▸ **WRITTEN INSTRUCTION**
Copy the stretch of the entries below that begins with the line containing "ladle with a single marker." and continues through the end of the entries, keeping each line word for word. Leave the pictures out.
* start DATA SUPPLIED *
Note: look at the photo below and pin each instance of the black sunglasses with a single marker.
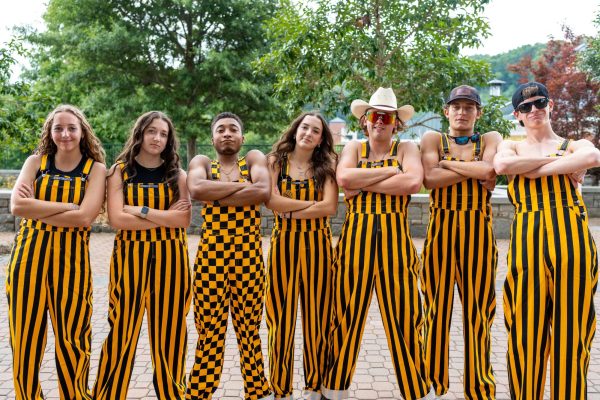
(524, 108)
(465, 139)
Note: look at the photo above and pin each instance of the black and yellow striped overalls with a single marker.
(376, 250)
(149, 272)
(300, 261)
(550, 284)
(49, 272)
(229, 270)
(460, 249)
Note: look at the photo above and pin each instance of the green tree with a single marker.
(22, 110)
(499, 62)
(191, 59)
(326, 53)
(590, 57)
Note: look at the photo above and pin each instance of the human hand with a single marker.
(181, 205)
(24, 190)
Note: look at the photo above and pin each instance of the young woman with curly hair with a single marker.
(304, 194)
(58, 193)
(149, 205)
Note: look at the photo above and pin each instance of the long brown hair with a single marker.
(89, 145)
(169, 154)
(324, 157)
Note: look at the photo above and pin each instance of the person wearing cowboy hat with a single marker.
(375, 250)
(552, 258)
(460, 248)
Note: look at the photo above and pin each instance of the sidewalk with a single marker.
(374, 377)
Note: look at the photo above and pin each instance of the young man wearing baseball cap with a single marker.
(460, 247)
(552, 259)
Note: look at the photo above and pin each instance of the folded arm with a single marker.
(256, 192)
(408, 181)
(90, 206)
(350, 177)
(179, 213)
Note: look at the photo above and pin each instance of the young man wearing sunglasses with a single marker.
(460, 247)
(375, 251)
(552, 259)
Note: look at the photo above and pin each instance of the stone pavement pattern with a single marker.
(374, 377)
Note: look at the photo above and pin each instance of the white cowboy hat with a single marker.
(383, 99)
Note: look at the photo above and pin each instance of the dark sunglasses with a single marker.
(524, 108)
(386, 118)
(465, 139)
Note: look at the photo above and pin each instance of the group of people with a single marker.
(548, 293)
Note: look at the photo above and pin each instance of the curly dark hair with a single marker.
(169, 154)
(324, 157)
(89, 145)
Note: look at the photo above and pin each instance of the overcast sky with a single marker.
(512, 22)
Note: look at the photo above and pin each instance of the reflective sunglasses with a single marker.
(386, 118)
(525, 108)
(465, 139)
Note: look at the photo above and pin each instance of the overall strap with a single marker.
(477, 149)
(243, 167)
(87, 168)
(445, 142)
(563, 147)
(365, 150)
(394, 148)
(214, 170)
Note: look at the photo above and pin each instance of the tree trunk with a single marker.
(191, 148)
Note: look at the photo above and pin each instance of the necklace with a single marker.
(301, 171)
(380, 157)
(227, 173)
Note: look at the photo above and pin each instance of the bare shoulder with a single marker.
(99, 168)
(33, 162)
(580, 144)
(199, 161)
(491, 137)
(255, 157)
(114, 173)
(508, 145)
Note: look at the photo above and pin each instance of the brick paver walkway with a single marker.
(374, 377)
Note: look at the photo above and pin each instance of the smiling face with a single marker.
(227, 136)
(66, 132)
(462, 115)
(309, 133)
(155, 137)
(380, 126)
(536, 117)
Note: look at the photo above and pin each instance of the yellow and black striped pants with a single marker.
(150, 277)
(375, 250)
(460, 249)
(49, 272)
(299, 265)
(548, 302)
(229, 271)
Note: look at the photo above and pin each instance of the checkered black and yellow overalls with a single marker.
(229, 272)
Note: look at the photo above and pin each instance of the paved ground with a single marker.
(374, 378)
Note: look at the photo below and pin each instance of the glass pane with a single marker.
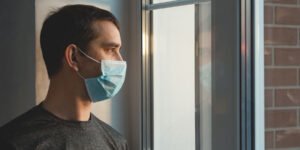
(174, 78)
(205, 75)
(282, 65)
(162, 1)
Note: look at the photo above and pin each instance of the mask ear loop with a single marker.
(86, 55)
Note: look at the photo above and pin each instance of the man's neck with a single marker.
(67, 104)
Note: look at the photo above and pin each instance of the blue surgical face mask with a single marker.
(109, 82)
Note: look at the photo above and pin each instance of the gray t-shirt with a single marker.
(38, 129)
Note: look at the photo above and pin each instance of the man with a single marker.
(81, 48)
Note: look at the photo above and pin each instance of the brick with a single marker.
(290, 97)
(287, 138)
(281, 1)
(287, 15)
(281, 118)
(280, 36)
(269, 142)
(280, 77)
(268, 56)
(269, 98)
(268, 14)
(287, 56)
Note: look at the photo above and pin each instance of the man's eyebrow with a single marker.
(111, 44)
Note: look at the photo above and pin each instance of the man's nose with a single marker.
(119, 57)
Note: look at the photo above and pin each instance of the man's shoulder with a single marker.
(17, 125)
(112, 133)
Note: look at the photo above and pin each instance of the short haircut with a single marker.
(71, 24)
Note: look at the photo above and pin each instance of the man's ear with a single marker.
(70, 56)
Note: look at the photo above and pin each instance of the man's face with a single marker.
(105, 47)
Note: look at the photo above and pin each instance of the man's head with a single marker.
(93, 30)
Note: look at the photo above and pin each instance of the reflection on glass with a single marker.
(173, 78)
(205, 63)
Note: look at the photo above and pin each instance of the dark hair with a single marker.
(71, 24)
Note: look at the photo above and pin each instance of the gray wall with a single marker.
(17, 62)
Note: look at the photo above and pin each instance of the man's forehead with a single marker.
(110, 44)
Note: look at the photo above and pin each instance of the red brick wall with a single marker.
(282, 78)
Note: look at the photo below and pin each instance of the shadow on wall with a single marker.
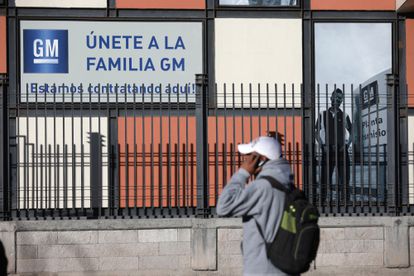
(3, 260)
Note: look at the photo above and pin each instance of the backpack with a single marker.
(297, 239)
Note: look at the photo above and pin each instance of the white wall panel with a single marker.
(259, 51)
(62, 3)
(42, 176)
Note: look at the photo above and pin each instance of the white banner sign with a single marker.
(109, 61)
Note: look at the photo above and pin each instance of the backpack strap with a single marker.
(276, 184)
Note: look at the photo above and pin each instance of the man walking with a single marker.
(260, 205)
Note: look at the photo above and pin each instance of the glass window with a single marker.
(259, 2)
(352, 61)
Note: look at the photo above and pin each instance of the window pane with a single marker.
(259, 2)
(352, 61)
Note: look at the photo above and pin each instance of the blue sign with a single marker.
(45, 51)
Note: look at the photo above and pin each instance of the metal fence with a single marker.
(170, 155)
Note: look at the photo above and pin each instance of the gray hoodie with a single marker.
(264, 204)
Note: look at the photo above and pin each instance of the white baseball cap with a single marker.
(263, 145)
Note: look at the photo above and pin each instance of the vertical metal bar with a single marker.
(345, 182)
(251, 111)
(73, 175)
(284, 118)
(126, 164)
(267, 109)
(336, 154)
(187, 178)
(319, 151)
(144, 155)
(152, 154)
(369, 153)
(57, 177)
(216, 129)
(160, 159)
(328, 153)
(353, 152)
(224, 153)
(377, 186)
(276, 107)
(176, 176)
(4, 138)
(202, 154)
(295, 165)
(169, 154)
(361, 148)
(160, 154)
(96, 173)
(242, 111)
(126, 150)
(177, 150)
(393, 142)
(234, 131)
(41, 176)
(82, 163)
(65, 176)
(50, 177)
(259, 109)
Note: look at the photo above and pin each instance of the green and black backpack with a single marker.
(297, 239)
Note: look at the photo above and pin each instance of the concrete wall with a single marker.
(195, 246)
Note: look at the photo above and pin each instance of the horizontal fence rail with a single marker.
(131, 158)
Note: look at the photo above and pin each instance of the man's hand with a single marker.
(250, 163)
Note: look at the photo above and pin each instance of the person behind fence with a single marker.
(260, 205)
(334, 133)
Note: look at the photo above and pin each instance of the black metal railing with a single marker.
(153, 155)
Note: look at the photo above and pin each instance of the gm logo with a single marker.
(45, 51)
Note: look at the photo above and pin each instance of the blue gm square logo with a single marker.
(45, 51)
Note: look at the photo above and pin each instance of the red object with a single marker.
(160, 4)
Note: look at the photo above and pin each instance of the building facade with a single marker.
(120, 121)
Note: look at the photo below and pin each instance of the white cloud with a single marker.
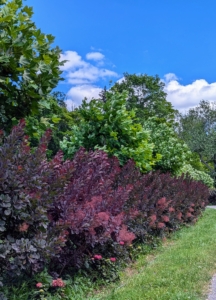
(94, 56)
(77, 93)
(83, 76)
(184, 97)
(73, 61)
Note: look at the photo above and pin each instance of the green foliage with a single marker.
(174, 151)
(198, 129)
(197, 175)
(29, 68)
(108, 126)
(146, 94)
(53, 114)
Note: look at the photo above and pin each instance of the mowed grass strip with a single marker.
(181, 269)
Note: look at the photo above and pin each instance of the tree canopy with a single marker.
(146, 94)
(198, 129)
(29, 67)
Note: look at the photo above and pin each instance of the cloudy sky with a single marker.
(103, 39)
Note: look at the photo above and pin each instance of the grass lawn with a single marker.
(181, 269)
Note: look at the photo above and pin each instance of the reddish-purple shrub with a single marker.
(92, 206)
(28, 186)
(63, 211)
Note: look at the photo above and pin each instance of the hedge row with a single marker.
(59, 213)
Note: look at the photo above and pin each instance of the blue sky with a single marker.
(103, 39)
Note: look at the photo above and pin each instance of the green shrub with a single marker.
(197, 175)
(174, 152)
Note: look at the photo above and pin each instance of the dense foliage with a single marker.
(146, 94)
(197, 175)
(107, 125)
(173, 150)
(198, 129)
(29, 67)
(64, 215)
(28, 186)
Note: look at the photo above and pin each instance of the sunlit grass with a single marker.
(181, 269)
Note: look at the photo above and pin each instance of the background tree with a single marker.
(52, 114)
(198, 129)
(173, 150)
(146, 94)
(109, 126)
(29, 67)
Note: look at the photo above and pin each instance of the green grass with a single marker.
(181, 269)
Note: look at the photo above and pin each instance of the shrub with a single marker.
(197, 175)
(212, 196)
(161, 202)
(28, 186)
(173, 150)
(91, 207)
(105, 204)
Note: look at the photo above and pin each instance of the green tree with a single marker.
(175, 153)
(109, 126)
(146, 94)
(52, 114)
(198, 129)
(29, 67)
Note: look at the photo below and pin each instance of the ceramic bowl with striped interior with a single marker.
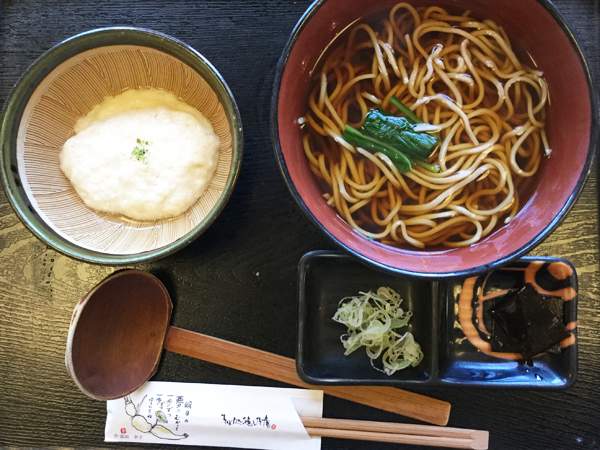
(64, 84)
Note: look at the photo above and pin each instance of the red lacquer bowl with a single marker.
(572, 129)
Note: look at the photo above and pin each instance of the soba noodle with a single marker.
(461, 76)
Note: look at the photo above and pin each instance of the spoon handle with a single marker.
(280, 368)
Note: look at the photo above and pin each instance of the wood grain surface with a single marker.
(238, 281)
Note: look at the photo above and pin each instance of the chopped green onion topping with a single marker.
(140, 150)
(376, 321)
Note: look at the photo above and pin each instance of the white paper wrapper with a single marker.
(214, 415)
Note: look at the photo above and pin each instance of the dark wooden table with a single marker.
(238, 281)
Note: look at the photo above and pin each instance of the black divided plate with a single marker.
(450, 358)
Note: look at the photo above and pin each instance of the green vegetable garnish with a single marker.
(399, 132)
(405, 110)
(396, 138)
(140, 150)
(356, 137)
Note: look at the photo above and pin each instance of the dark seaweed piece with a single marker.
(527, 322)
(549, 282)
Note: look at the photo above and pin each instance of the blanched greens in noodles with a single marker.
(462, 80)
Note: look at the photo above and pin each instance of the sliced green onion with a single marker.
(376, 321)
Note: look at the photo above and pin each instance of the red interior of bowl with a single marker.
(530, 26)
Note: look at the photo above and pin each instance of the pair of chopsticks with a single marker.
(397, 433)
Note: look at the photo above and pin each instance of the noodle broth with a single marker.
(480, 96)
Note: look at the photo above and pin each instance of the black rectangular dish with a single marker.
(451, 322)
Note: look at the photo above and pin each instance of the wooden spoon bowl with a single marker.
(116, 335)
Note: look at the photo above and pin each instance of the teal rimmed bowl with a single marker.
(64, 84)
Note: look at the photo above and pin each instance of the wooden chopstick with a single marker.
(398, 433)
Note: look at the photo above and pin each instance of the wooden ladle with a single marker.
(119, 329)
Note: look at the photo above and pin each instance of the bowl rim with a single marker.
(535, 241)
(52, 58)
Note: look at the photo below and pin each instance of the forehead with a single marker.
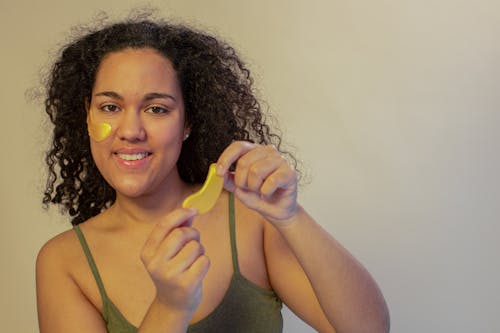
(136, 69)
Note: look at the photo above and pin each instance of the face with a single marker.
(137, 93)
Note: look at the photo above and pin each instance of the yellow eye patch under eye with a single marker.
(207, 196)
(98, 131)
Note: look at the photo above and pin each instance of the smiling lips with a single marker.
(132, 160)
(133, 157)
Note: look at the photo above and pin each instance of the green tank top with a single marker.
(245, 308)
* end DATA SUPPLIED *
▸ **SOLUTION BELOW**
Note: look at the photo above and pin each instance of the wooden ladle with a single marker.
(119, 329)
Note: look at the photo above and pin each instance of the bowl rim with a single marker.
(535, 241)
(52, 58)
Note: look at the photo below and pin each instance of the forehead with a single marker.
(136, 69)
Note: look at the photo above and pin each instance of the face with a single marker.
(137, 93)
Note: look at the photo above and pin each instance of the yellow eye patch under eye with a single marker.
(207, 196)
(98, 131)
Note: look at the photo above and pin each instance of the smiling lips with a single marker.
(132, 160)
(133, 157)
Note: look at the photo above and pin each instance of the green tank top with a single marker.
(245, 308)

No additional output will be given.